### What is needed
In the comment on puzzling, to what does the commenter compare the final stretch of building a puzzle, when only a few pieces remain?

### Document
------------------------
3 Comments

  1. Don Cheke
    22 March 2026 @ 4:21 pm

    Another great blog post, Suhail!

    I especially like the feeling after working on a puzzle for a time when I start to pick up new pieces and know instinctively where that piece belongs based on color and/or size. It is much like an ah-ha moment. It is like I am becoming one with the puzzle and knowing how it all fits together.

    One other thing I especially like when building puzzles is the final stretch when there are only a few pieces left and one can pick up each piece, one at a time, and quickly place them without much additional thought. I imagine it is like running the last hundred yards of a marathon, when one’s body is firing on all cylinders, the mental high is at its peak, the whole world outside goes quiet, and the slow-motion visuals bring the end in sight and finally across the finish line. “Chariots of Fire” comes to mind.

    As a challenge to myself, I will sometimes approach making the puzzle in different ways. Of course, there is the traditional – finding the edges first, completing the easy sections, and then working at the more difficult areas, as you said. Other times I start with the difficult areas and work backwards from the traditional method. Other times, I work upside down, at least for a good portion of the puzzle.

    The concentration required by doing a puzzle seems much to me like practicing Zen philosophies. It requires that one focuses on the act – doing only that single act without distractions from outside influences. When eating, eat; when singing, sing; when puzzling, puzzle.

    The Question Behind the Search – I like this bit a lot – it made me see that puzzling, like life, is about the journey, not so much the destination. That said, arriving at the destination is cathartic, at least in part – if the journey was physically or emotionally draining. What is important is what we learned or felt along the way.
------------------------
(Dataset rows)
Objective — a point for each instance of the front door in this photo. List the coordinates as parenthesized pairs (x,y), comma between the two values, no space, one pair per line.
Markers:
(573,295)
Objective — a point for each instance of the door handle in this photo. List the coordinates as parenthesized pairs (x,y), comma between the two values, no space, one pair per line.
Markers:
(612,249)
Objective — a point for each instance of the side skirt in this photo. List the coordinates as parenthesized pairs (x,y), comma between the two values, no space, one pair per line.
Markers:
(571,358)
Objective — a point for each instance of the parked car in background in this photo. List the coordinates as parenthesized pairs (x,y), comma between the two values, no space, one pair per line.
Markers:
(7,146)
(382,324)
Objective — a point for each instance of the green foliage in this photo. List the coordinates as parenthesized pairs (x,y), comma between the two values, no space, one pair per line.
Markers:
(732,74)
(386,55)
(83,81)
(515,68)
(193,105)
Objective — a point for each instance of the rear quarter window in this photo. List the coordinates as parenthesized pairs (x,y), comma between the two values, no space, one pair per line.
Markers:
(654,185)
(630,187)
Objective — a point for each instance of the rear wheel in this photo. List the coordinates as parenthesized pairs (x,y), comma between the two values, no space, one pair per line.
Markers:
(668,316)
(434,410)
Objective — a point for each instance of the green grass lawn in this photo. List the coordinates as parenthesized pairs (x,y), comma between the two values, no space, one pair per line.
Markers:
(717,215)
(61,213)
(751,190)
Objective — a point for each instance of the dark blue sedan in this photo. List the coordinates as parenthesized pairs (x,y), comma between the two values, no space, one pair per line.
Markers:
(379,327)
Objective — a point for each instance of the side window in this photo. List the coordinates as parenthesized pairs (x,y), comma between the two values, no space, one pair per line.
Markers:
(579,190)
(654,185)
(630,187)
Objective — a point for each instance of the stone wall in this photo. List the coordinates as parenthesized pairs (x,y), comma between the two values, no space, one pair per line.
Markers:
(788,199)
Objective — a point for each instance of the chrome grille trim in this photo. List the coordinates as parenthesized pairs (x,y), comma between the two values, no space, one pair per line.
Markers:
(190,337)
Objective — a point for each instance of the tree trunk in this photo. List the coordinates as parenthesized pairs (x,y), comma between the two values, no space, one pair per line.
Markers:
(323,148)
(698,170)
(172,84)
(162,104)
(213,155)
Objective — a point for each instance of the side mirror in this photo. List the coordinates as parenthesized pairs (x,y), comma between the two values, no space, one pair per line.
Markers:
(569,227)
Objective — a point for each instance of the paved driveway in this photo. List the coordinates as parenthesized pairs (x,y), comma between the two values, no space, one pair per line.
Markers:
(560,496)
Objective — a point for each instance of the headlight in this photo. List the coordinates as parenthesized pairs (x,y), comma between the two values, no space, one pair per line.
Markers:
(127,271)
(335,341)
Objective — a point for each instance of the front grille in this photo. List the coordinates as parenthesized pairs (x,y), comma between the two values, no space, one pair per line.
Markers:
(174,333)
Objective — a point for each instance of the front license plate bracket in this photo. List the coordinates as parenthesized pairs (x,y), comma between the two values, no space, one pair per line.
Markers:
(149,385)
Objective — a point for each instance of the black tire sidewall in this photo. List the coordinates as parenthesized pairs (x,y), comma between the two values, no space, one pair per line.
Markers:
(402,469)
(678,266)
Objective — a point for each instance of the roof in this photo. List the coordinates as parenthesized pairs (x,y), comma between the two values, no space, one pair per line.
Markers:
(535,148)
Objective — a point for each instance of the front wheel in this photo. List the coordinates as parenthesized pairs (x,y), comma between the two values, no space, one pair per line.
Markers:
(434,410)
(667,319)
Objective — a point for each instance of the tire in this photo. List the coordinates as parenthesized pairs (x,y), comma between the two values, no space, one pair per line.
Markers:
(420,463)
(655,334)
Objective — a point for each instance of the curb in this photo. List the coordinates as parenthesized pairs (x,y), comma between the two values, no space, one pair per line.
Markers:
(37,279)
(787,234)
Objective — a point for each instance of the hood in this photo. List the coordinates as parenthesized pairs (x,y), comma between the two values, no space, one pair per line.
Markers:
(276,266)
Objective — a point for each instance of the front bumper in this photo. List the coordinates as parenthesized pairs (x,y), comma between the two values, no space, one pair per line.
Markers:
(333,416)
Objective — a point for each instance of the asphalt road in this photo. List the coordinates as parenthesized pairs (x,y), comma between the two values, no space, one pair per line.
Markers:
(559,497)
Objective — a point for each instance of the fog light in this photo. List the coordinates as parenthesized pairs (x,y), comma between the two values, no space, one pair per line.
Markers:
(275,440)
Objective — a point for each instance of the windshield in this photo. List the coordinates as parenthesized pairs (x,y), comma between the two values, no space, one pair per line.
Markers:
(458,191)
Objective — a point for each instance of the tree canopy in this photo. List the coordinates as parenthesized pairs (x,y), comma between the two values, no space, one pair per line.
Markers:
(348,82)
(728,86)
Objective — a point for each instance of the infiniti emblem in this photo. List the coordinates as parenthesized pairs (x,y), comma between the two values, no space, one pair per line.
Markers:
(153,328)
------------------------
### Complete response
Running the last hundred yards of a marathon.